● **TEKS KUTIPAN**
Selasa, 03 Juli 2012

Peluang Masyarakat Berpartisipasi dalam Perdagangan Karbon

Masyarakat yang tinggal di hutan merupakan salah satu kelompok miskin terbesar di Indonesia. Di luar Jawa, kebanyakan masyarakat pedesaan tinggal di dalam atau di sekitar kawasan hutan negara. Sekitar 48,8 juta orang tinggal pada lahan hutan negara dan sekitar 10,2 juta di antaranya dianggap miskin. Selain itu ada 20 juta orang yang tinggal di desa-desa dekat hutan dan enam juta orang di antaranya memperoleh sebagian besar penghidupannya dari hutan (Eva Wollenberg, Brian Belcher, Douglas Sheil, Sonya Dewi, Moira Moeliono), Cifor, 2004. Lalu, kenapa orang yang dianggap miskin hanya dijadikan ujung tombak penurunan emisi tanpa insentif, sedangkan yang melakukan emisi terbesar adalah orang perkotaan dengan perekonomian yang lebih baik? Dimana keadilannya ?

● **CUPLIKAN DATA**

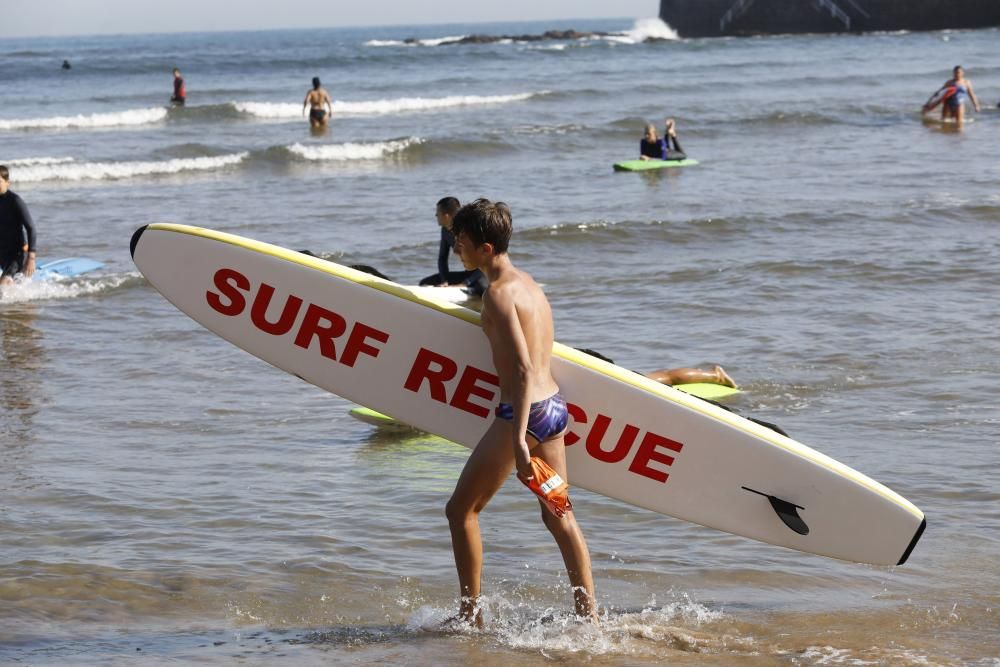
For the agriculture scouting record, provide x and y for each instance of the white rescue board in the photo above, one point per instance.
(427, 363)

● **YANG DIKERJAKAN**
Menurut teks tentang perdagangan karbon, berapa banyak orang yang tinggal pada lahan hutan negara?

● **JAWABAN LATIHAN**
Sekitar 48,8 juta orang tinggal pada lahan hutan negara.